**What to produce**
Reproduce the passage of the MySQL binlog discussion between "First, we have" and "is performing transactions?", inclusive, word for word.

**Reading text**
[start]

Hopefully, this can be helpful to somebody else. I found that there is very little information online related to this.

First, we have autocommit enabled. Does this "COMMIT" statement includes the automatic COMMIT statement from the autocommit configuration, or is it only exclusive to explicit COMMIT statements when our application is performing transactions?

This "COMMIT" statement includes queries performed with autocommit.

Also, in our context, none of the read queries were included in this "COMMIT" statement, most likely because no binlog flush to disk was required after read queries.

I checked more, and it seems this "init" state is related to the database flushing the binlog to disk (https://dev.mysql.com/doc/refman/8.0/en/general-thread-states.html). That could make sense since we have sync_binlog=1 on our master. But is this guess correct, or is there more that could be involved?

For us, only the binlog flush was causing the high load during this init state.

[end]

**Supplied material**
[start]

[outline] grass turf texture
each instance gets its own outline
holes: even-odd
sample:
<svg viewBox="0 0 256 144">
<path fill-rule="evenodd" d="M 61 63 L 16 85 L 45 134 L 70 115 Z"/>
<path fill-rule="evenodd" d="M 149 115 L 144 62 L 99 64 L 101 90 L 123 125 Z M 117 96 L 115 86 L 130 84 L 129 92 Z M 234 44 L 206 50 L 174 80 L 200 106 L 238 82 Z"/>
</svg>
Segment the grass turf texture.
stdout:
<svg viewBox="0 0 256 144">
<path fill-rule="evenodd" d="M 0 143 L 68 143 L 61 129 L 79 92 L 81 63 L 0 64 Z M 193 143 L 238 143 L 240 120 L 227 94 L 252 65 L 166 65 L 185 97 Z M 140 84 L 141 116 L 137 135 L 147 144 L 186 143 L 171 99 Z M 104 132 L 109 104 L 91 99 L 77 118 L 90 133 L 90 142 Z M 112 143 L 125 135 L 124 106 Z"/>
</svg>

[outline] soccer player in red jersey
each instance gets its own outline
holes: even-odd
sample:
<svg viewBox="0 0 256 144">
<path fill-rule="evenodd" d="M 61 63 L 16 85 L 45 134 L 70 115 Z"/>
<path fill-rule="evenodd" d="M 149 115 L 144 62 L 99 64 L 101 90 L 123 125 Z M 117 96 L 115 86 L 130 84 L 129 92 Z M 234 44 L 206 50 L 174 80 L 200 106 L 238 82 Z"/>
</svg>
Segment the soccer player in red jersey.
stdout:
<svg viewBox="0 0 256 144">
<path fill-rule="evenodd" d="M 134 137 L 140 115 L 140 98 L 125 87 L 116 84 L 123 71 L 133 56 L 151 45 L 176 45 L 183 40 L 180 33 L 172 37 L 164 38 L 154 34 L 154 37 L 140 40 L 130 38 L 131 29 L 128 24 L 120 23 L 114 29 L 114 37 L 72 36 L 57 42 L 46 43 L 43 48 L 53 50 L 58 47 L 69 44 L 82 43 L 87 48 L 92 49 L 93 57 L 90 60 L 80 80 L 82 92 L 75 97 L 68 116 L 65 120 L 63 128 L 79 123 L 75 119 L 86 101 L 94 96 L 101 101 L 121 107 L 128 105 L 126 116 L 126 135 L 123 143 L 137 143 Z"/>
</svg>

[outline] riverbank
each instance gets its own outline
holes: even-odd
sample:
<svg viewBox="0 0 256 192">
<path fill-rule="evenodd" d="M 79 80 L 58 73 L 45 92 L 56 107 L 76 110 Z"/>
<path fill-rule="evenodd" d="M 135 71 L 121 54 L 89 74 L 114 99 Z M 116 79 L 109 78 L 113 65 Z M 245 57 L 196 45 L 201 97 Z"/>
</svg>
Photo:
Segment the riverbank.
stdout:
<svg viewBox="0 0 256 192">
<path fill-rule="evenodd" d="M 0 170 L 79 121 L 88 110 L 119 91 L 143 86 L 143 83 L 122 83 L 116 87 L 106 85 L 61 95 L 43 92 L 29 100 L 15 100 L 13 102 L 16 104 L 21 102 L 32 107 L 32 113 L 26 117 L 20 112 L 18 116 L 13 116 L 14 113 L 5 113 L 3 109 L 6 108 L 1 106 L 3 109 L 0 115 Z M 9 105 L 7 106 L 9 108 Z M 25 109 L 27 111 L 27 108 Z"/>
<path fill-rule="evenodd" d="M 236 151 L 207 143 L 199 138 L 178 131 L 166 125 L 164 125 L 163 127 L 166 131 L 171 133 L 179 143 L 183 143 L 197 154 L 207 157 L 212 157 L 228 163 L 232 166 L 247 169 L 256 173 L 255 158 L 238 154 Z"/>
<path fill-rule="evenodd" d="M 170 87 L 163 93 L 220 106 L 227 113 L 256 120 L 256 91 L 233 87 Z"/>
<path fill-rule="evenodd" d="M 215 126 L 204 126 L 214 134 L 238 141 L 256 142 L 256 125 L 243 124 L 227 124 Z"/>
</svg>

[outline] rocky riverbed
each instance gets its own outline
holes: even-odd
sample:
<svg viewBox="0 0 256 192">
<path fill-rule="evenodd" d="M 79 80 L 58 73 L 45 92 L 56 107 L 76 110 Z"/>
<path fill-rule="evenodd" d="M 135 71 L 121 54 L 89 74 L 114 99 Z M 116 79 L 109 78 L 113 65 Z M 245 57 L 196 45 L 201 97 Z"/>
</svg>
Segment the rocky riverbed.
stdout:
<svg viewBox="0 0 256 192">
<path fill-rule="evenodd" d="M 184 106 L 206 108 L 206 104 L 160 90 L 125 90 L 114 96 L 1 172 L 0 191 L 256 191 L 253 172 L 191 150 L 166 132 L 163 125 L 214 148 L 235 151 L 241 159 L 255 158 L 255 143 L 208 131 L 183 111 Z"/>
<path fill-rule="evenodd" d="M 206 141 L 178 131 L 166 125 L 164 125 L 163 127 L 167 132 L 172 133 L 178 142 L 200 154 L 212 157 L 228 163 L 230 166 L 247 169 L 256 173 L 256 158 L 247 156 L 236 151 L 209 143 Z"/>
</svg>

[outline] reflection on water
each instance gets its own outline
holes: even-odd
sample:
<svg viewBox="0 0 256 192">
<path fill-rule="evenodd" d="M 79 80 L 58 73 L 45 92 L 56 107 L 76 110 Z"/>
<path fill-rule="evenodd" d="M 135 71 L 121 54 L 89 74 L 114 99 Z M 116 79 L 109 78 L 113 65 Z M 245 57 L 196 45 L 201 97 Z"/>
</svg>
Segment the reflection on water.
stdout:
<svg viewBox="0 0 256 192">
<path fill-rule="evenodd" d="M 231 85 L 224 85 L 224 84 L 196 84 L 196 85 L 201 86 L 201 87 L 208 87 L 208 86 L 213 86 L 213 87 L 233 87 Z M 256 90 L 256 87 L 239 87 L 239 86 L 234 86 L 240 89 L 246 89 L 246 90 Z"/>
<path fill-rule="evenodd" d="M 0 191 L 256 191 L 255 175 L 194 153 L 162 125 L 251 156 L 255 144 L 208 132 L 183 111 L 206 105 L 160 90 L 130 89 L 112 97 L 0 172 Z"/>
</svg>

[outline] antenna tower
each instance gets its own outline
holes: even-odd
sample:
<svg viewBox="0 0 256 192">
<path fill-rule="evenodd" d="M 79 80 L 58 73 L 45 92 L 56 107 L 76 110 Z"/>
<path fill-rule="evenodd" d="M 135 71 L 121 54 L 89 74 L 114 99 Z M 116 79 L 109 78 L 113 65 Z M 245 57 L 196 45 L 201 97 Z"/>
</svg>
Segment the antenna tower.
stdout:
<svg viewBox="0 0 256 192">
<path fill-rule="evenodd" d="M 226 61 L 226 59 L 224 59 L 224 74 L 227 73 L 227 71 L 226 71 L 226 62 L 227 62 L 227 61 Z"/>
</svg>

[end]

**Solution below**
First, we have autocommit enabled. Does this "COMMIT" statement includes the automatic COMMIT statement from the autocommit configuration, or is it only exclusive to explicit COMMIT statements when our application is performing transactions?